→ **Goal of the exercise**: Rewrite every line of the data below, changing each "bounding box" to "rectangle" and keeping everything else the same.

▬▬▬▬▬▬▬▬▬▬

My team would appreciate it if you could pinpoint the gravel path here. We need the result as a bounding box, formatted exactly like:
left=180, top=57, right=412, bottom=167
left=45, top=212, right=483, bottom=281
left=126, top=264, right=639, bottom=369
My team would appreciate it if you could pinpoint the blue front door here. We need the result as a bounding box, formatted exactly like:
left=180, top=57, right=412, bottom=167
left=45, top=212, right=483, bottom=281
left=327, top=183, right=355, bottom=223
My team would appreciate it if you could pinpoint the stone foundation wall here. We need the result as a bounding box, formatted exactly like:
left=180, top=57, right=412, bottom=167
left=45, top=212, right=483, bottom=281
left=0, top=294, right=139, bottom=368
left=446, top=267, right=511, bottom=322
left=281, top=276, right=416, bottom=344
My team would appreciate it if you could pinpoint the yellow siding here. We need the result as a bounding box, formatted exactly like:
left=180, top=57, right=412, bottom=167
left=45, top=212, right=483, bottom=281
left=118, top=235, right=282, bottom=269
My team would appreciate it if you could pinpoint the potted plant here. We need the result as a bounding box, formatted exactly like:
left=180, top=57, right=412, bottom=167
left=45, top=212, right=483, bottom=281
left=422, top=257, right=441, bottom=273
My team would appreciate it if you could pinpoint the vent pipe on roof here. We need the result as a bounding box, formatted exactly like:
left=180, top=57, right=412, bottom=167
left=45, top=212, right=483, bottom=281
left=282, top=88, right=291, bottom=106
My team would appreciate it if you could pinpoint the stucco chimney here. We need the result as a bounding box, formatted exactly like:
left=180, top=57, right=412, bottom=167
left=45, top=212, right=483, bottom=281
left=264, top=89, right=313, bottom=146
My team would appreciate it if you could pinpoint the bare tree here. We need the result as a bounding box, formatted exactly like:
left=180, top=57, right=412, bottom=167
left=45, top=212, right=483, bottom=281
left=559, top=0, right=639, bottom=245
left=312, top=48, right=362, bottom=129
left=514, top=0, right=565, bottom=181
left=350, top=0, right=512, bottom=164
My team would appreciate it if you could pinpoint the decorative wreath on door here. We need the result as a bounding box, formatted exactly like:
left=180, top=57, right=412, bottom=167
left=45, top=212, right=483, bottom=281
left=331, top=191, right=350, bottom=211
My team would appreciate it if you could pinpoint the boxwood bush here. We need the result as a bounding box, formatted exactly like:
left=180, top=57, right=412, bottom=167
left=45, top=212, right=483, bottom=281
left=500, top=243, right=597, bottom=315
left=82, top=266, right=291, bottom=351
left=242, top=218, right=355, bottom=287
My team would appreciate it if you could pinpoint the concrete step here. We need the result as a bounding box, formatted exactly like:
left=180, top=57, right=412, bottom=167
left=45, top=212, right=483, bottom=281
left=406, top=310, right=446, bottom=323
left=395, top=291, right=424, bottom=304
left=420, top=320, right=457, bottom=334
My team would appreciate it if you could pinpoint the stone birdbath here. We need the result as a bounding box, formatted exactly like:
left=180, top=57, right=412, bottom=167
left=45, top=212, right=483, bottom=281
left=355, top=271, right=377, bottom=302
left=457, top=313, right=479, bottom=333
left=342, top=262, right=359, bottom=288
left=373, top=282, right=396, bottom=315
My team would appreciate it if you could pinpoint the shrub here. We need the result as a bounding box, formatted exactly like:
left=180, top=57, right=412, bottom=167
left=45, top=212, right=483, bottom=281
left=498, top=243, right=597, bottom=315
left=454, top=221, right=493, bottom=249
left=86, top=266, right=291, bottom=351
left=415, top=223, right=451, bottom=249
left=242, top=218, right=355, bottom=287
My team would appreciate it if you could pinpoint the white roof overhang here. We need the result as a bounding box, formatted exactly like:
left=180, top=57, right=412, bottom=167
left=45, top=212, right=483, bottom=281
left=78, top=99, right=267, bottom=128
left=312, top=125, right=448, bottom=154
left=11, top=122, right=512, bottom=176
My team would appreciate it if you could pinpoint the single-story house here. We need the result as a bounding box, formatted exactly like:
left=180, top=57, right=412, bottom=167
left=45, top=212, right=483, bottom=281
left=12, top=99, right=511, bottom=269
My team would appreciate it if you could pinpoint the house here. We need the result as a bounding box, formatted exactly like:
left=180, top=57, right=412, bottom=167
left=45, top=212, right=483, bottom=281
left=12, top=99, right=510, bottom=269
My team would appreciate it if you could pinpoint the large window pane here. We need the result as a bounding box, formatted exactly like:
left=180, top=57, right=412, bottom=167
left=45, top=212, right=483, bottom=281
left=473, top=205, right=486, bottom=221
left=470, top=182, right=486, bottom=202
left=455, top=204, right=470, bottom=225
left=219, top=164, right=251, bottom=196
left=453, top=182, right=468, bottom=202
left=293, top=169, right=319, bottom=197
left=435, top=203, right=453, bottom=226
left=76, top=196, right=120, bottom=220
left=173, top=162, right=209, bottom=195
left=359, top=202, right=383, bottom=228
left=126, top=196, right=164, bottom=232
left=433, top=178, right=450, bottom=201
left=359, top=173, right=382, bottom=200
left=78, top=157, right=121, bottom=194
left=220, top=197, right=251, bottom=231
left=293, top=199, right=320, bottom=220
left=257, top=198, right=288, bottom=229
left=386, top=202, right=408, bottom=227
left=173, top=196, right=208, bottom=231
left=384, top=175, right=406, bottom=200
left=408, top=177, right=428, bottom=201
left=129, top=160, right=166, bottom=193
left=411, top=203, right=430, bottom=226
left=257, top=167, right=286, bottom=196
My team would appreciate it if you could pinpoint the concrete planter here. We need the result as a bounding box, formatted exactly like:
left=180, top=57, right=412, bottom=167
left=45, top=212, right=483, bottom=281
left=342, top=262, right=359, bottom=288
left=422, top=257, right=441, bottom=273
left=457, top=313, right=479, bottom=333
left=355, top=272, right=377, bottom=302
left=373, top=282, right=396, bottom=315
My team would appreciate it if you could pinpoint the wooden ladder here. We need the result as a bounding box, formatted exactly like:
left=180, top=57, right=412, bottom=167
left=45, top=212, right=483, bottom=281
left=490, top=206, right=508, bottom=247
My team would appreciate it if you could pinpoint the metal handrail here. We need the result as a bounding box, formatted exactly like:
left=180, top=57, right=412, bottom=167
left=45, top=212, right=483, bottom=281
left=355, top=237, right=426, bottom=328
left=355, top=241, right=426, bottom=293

▬▬▬▬▬▬▬▬▬▬

→ **Task solution**:
My team would appreciate it if you could pinpoint the gravel path here. We need the result as a rectangle, formatted exactly like:
left=180, top=57, right=412, bottom=167
left=45, top=212, right=483, bottom=281
left=126, top=264, right=639, bottom=369
My team would appreciate it if you could pinpoint the blue front door here. We need the result as a rectangle, formatted exactly like:
left=180, top=57, right=412, bottom=167
left=45, top=212, right=483, bottom=281
left=327, top=183, right=355, bottom=223
My team would appreciate it if you could pinpoint the stone foundation wall here. We need the result as a rectangle, formatted exactly like:
left=180, top=57, right=412, bottom=167
left=45, top=212, right=483, bottom=281
left=0, top=294, right=139, bottom=368
left=446, top=267, right=511, bottom=322
left=281, top=276, right=416, bottom=344
My team would appreciate it if you could pinpoint the yellow siding here. We need the result as a rectangle, formatted exactly like:
left=180, top=57, right=412, bottom=167
left=45, top=212, right=483, bottom=281
left=118, top=235, right=282, bottom=269
My team would appreciate it if you could pinpoint the potted plant here. We need the result as a rectangle, formatted exactly like:
left=180, top=57, right=412, bottom=167
left=45, top=212, right=483, bottom=281
left=422, top=257, right=441, bottom=273
My team would appreciate it if you could pinpoint the vent pipe on roof here. We need the result as a rectangle, formatted exactly like:
left=180, top=57, right=412, bottom=167
left=45, top=212, right=483, bottom=281
left=282, top=88, right=291, bottom=106
My team would appreciate it if you could pinpoint the stucco chimney here. We need the result as a rectangle, formatted exactly like:
left=180, top=57, right=412, bottom=167
left=45, top=212, right=483, bottom=281
left=264, top=89, right=313, bottom=146
My team would appreciate it if you could pinpoint the bare tree here. We need the result as a rectangle, formatted exactly like:
left=180, top=57, right=412, bottom=167
left=45, top=212, right=483, bottom=281
left=559, top=0, right=639, bottom=245
left=312, top=48, right=362, bottom=129
left=514, top=0, right=565, bottom=181
left=350, top=0, right=512, bottom=164
My team would appreciate it if you could pinpoint the decorative wreath on door here. We need the result as a rectangle, formatted exactly like:
left=180, top=57, right=412, bottom=167
left=45, top=212, right=483, bottom=281
left=331, top=191, right=350, bottom=211
My team would appreciate it if you could pinpoint the boxwood bush here. We need the result as a rectangle, formatted exactly like:
left=180, top=57, right=412, bottom=167
left=45, top=212, right=483, bottom=281
left=500, top=243, right=597, bottom=315
left=82, top=266, right=291, bottom=351
left=242, top=218, right=355, bottom=287
My team would appreciate it if you could pinpoint the concrete step here. We need the result as a rectangle, formatted exactly like:
left=180, top=57, right=412, bottom=167
left=45, top=212, right=483, bottom=281
left=406, top=310, right=446, bottom=323
left=395, top=291, right=424, bottom=304
left=420, top=320, right=457, bottom=334
My team would appreciate it if you could pinpoint the stone birdbath here. We need the result as a rectangle, formatted exactly like:
left=180, top=57, right=412, bottom=167
left=45, top=212, right=483, bottom=281
left=355, top=271, right=377, bottom=302
left=457, top=313, right=479, bottom=333
left=342, top=262, right=359, bottom=288
left=373, top=282, right=396, bottom=315
My team would appreciate it if you could pinpoint the shrub here. We need the result as a rectangle, formatted exactly like:
left=180, top=57, right=412, bottom=167
left=45, top=212, right=483, bottom=281
left=498, top=243, right=597, bottom=315
left=454, top=221, right=493, bottom=249
left=86, top=266, right=291, bottom=351
left=415, top=223, right=451, bottom=249
left=242, top=218, right=355, bottom=287
My team would appreciate it if you could pinpoint the white roof overhang here. We need the result as a rectangle, formatted exactly like:
left=180, top=57, right=412, bottom=167
left=45, top=212, right=483, bottom=281
left=78, top=99, right=267, bottom=128
left=312, top=125, right=448, bottom=154
left=11, top=122, right=512, bottom=176
My team would appreciate it if you could pinpoint the single-story house here. We need the result as a rectangle, formatted exactly like:
left=180, top=57, right=412, bottom=167
left=45, top=212, right=483, bottom=281
left=12, top=99, right=511, bottom=269
My team would appreciate it if you could pinpoint the house here. We need the result as a rectangle, formatted exactly like:
left=180, top=57, right=412, bottom=167
left=45, top=212, right=483, bottom=281
left=12, top=99, right=510, bottom=269
My team would appreciate it if you could pinpoint the large window pane here. We need the result as a rectangle, formatted exactly like:
left=180, top=57, right=412, bottom=167
left=45, top=212, right=483, bottom=281
left=473, top=205, right=486, bottom=221
left=470, top=182, right=486, bottom=202
left=455, top=204, right=470, bottom=225
left=219, top=164, right=251, bottom=196
left=453, top=182, right=468, bottom=202
left=293, top=169, right=319, bottom=197
left=435, top=203, right=453, bottom=226
left=76, top=196, right=120, bottom=220
left=173, top=162, right=209, bottom=195
left=359, top=202, right=383, bottom=228
left=126, top=196, right=164, bottom=232
left=433, top=178, right=450, bottom=201
left=359, top=173, right=382, bottom=200
left=78, top=157, right=121, bottom=194
left=220, top=197, right=251, bottom=231
left=293, top=199, right=320, bottom=220
left=257, top=198, right=288, bottom=229
left=386, top=202, right=408, bottom=227
left=173, top=196, right=208, bottom=231
left=384, top=175, right=406, bottom=200
left=408, top=177, right=428, bottom=201
left=129, top=160, right=166, bottom=193
left=411, top=203, right=430, bottom=226
left=257, top=167, right=286, bottom=196
My team would appreciate it if you could pinpoint the concrete planter here. We need the result as a rectangle, formatted exactly like:
left=180, top=57, right=412, bottom=167
left=45, top=212, right=483, bottom=281
left=342, top=262, right=359, bottom=288
left=422, top=257, right=441, bottom=273
left=457, top=313, right=479, bottom=333
left=355, top=272, right=377, bottom=302
left=373, top=282, right=396, bottom=315
My team would appreciate it if you could pinpoint the wooden ladder here. We need the result as a rectangle, formatted exactly like:
left=180, top=57, right=412, bottom=167
left=45, top=212, right=483, bottom=281
left=490, top=206, right=508, bottom=247
My team would appreciate it if you could pinpoint the metal handrail here. We need the result as a rectangle, formatted exactly like:
left=180, top=57, right=412, bottom=167
left=45, top=212, right=483, bottom=281
left=355, top=237, right=426, bottom=328
left=355, top=241, right=426, bottom=293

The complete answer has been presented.